— BEGIN Supplied passage —
Dissertation & Other Research
Recycling Dictators: Ex-Authoritarians in New Democracies
My dissertation, Recycling Dictators: Ex-Authoritarians in New Democracies, investigates the phenomenon of members of former authoritarian regimes who run for elected office in the democratic era.
Former repressors have asserted themselves in democratic politics, and they have gained support even in the face of their past offenses. These recycled dictators face distinct challenges and opportunities in their electoral campaigns and present a transitioning nation with an array of questions about the past, present, and future of politics in the country.
Despite the wealth of research on democratic consolidation and the concern about new democracies backsliding into semi-authoritarianism, the presence of ex-dictators in political campaigns has not been studied systematically. My dissertation seeks to fill that gap.
— END Supplied passage —
— BEGIN Information provided —
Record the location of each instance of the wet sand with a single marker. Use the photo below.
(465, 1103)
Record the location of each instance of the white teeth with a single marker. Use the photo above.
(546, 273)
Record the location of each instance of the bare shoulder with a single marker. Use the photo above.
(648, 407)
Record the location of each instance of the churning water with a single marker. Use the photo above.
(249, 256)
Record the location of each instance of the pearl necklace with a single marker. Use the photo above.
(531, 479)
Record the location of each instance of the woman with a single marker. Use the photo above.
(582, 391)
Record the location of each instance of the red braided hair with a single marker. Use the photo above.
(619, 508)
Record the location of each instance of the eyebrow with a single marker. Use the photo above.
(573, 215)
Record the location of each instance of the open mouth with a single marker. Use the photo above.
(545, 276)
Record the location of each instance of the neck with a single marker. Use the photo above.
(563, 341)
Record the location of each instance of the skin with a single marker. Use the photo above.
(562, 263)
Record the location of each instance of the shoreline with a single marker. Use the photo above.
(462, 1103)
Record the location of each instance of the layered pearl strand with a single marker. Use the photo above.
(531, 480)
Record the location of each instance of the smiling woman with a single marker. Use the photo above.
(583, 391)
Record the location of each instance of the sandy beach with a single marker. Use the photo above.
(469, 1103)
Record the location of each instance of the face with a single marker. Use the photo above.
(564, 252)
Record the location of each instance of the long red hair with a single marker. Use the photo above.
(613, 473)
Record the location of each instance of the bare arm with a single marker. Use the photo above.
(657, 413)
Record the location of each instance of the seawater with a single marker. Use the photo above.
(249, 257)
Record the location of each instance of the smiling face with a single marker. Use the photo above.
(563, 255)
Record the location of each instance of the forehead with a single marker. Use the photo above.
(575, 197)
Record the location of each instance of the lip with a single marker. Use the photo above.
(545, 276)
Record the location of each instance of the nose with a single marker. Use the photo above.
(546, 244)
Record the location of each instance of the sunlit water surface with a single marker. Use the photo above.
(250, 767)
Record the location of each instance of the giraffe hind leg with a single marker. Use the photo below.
— END Information provided —
* Exercises *
1. Using the dissertation description, decide whether each statement agrees with it. For each, answer yes or no and quote the deciding words. (a) The dissertation looks at members of former authoritarian regimes who seek elected office in the democratic era. (b) Former repressors have lost support in democratic politics because of their past offenses. (c) The presence of ex-dictators in political campaigns has already been studied systematically.
2. Rewrite the dissertation description between "Despite the wealth" and "fill that gap.", inclusive, putting "democratic stability" in place of "democratic consolidation".
None of the entries is required here.

* Solutions to the problems *
1.
(a) Yes: "investigates the phenomenon of members of former authoritarian regimes who run for elected office in the democratic era"
(b) No: "they have gained support even in the face of their past offenses"
(c) No: "the presence of ex-dictators in political campaigns has not been studied systematically"

2.
Despite the wealth of research on democratic stability and the concern about new democracies backsliding into semi-authoritarianism, the presence of ex-dictators in political campaigns has not been studied systematically. My dissertation seeks to fill that gap.